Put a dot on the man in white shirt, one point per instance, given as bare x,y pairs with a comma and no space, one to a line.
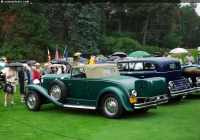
11,75
189,59
138,66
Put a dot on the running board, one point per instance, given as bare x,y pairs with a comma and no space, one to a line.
80,106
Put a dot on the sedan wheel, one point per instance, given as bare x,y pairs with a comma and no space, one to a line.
58,91
111,106
33,101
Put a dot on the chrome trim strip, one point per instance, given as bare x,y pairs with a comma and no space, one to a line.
80,106
151,103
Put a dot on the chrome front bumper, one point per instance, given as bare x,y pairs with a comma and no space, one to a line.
183,92
151,102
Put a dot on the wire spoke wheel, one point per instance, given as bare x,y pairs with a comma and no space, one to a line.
111,106
31,101
55,92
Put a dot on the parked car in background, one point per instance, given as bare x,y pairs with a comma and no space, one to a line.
98,86
3,74
168,68
192,73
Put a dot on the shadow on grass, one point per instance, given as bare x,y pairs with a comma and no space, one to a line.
195,96
50,108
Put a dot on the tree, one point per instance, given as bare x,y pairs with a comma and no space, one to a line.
85,28
28,32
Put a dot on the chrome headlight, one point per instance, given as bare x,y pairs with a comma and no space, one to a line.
198,79
170,84
190,80
134,93
42,79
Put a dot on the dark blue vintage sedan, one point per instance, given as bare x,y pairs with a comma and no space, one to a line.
168,68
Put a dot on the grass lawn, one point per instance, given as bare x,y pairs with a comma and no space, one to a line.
172,121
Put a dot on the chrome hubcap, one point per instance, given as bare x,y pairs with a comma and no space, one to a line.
31,100
111,106
55,92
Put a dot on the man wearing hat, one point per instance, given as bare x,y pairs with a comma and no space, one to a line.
46,70
39,69
24,79
189,59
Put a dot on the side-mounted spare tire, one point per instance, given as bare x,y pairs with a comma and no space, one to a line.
58,91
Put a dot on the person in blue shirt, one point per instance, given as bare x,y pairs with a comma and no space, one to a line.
24,79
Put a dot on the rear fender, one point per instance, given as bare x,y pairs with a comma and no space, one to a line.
120,94
44,92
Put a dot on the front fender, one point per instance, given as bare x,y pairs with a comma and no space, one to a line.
44,92
120,94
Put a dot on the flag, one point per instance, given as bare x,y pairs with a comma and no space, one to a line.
66,53
56,55
49,57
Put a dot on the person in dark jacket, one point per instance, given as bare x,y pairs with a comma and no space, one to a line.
24,79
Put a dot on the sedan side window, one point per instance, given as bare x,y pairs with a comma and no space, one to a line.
149,66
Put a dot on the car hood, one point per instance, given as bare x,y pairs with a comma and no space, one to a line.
56,76
127,81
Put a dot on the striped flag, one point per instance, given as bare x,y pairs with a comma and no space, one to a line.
56,55
66,53
49,57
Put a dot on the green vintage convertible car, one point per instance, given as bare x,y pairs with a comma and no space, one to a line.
98,86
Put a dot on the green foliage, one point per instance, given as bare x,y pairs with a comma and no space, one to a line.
119,42
172,40
52,122
84,30
29,36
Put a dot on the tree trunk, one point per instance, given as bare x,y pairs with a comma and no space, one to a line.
119,24
145,30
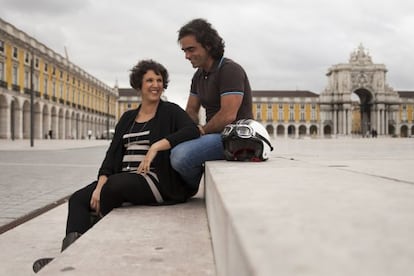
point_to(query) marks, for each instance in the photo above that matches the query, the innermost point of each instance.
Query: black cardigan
(170, 122)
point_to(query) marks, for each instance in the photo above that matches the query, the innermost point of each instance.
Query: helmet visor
(243, 150)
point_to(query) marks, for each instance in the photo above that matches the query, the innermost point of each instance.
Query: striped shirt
(136, 144)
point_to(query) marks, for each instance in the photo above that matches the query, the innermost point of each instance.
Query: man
(221, 86)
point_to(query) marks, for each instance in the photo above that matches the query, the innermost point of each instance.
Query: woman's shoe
(40, 263)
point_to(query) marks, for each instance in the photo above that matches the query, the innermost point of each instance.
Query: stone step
(142, 240)
(289, 217)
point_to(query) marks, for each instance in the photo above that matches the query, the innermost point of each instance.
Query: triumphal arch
(358, 100)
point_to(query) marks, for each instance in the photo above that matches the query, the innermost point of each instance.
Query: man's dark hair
(206, 35)
(139, 70)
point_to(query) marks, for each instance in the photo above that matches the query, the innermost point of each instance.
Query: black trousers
(119, 188)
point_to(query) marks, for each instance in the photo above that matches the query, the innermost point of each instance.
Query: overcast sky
(282, 44)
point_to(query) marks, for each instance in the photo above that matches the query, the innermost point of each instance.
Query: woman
(136, 168)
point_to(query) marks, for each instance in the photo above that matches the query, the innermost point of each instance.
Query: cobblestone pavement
(31, 178)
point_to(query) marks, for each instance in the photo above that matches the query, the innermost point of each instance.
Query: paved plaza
(31, 178)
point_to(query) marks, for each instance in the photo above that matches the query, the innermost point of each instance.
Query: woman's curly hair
(143, 66)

Work order: When a picture appears in the material, please pass over it while retyping the rest exactly.

Answer section:
Put a dot on the man in white shirt, one point per instance, given as bare x,y pairs with a comma and no space, one to a line.
11,75
189,59
138,66
Put a dot on the running board, one point per instance, given as bare x,y pairs with a comma and no space, one to a line.
80,106
Put a dot on the sedan wheel, one point per instance, given as bare x,y pairs with a comma and no space, one to a line.
58,91
111,106
33,101
Put a dot on the chrome trim strip, one point per instance, given as bare x,y pairs with a comma and no space, one to a line.
80,106
151,103
Put a dot on the chrome front bumper, one point per instance, given as bare x,y pairs with a comma and no space, one to a line.
183,92
151,102
Put a dot on the wire spoke wheel, one point per instance, given as bare x,y pairs with a comma and no space, one to a line.
111,106
31,101
55,92
Put a dot on the parked car in background, one point per instance, given as bare x,y pairs with a comma and no space, one to a line.
98,86
3,74
168,68
192,73
Put a dot on the shadow on grass, one point per instance, given as bare x,y pairs with a comma and no space, one to a line.
195,96
50,108
Put a dot on the tree, one point per instance, given as bare x,y pairs with a comma and no space, one to a line.
85,28
28,32
Put a dot on the chrome headlight, one point per instance, given as bare x,y pairs with a comma and no space, one to a line.
198,79
170,84
190,80
134,93
42,79
Put a dot on the dark blue vintage sedan, one point per instance, given as bare x,y pairs with a comma and no space, one to a line.
168,68
Put a dot on the grass lawn, one point per instance, given as bare x,y pairs with a comma and no space, one to a line.
172,121
Put a dot on the chrome hubcap, one point per instance, given as bare x,y pairs with a comma and no space, one to a line.
31,100
111,106
55,92
Put a dot on the man wearing hat, one point per instance, given as bare x,y pairs with a comma and no space, one to a line.
46,70
39,69
24,79
189,59
Put a dot on the side-mounted spare tire, one point per instance, given as bare x,y pairs with a comma and no space, one to a line.
58,91
Put a dot on the person in blue shirt, one point per instance, given as bare x,y pairs with a comma and no space, one to a line.
24,79
Put a dot on the rear fender, one point per instance, given as bare x,y pairs with a comma and no space, one to a line.
120,94
44,92
Put a dot on the front fender, one point per instance, given as bare x,y pairs with a comma and no space, one to a line.
44,92
120,94
Put a dot on the flag, one point per instance, given as bare x,y pairs with a comma and no space, one to a line.
66,53
56,55
49,57
Put a dot on the person in dark jacket, one point per instance, given as bare x,y pairs with a comma and no space, one to a line.
24,79
Put a dot on the sedan side window, one point per instance, given as bare x,y pairs with a comma and no space, one to a line.
149,66
Put a dot on the car hood, one point per instance, given as bare x,y pairs with a comma and no space, one to a line.
56,76
127,81
Put a dot on the striped flag, one point per instance, given as bare x,y pairs with a comma and no space, one to a line.
56,55
66,53
49,57
Put a dot on the green vintage convertible car, one point per instance, given as bare x,y pairs with a comma and no space, one to a line.
98,86
Put a dot on the green foliage, one point per instance, given as bare x,y pairs with a comma and no space, one to a line.
119,42
172,40
52,122
84,30
29,36
Put a dot on the tree trunk, one point per instance, given as bare x,y pairs with a comma and no space, one to a line.
119,24
145,30
point_to(query) marks, for each instance in the photo above that matches the query, the innermost point of each instance.
Query: black cardigan
(170, 122)
point_to(query) marks, for each instance in the photo above that matches the query, the innermost point of each instance.
Query: helmet visor
(243, 150)
point_to(query) marks, for each instance in the photo above that matches the query, the innermost point of each instance.
Query: striped shirt
(136, 144)
point_to(query) marks, for each instance in the photo above that matches the query, the innermost point of each instance.
Query: man
(221, 86)
point_to(query) marks, for each instance in the photo above that matches the query, the innermost point of each instance.
Query: woman's shoe
(40, 263)
point_to(query) marks, for each instance in the photo above that matches the query, the innermost point of each instance.
Query: stone step
(142, 240)
(289, 217)
point_to(query) marks, for each instance in the photo above that matches the query, the innermost point of each instance.
Query: triumphal arch
(358, 100)
point_to(query) marks, for each instance in the photo above that matches the query, the innermost point of each instance.
Query: man's dark hair
(206, 35)
(139, 70)
point_to(query) marks, for each instance in the photo above that matches the query, the innermost point of each instance.
Query: black trousers
(119, 188)
point_to(query) marks, for each instance in the photo above that matches the query, the innermost point of each instance.
Query: overcast sky
(282, 44)
point_to(query) marks, for each instance in the photo above that matches the query, the innermost point of each instance.
Query: woman
(136, 168)
point_to(query) marks, for each instance in the photo above that matches the query, the innermost point of each instance.
Query: cobblestone pavement
(31, 178)
point_to(query) marks, for each instance in the photo above that matches the query, the innermost point of each instance.
Query: paved plaza
(31, 178)
point_to(query) marks, for each instance in the photo above that matches the query, the innermost point of each instance.
Query: woman's curly hair
(143, 66)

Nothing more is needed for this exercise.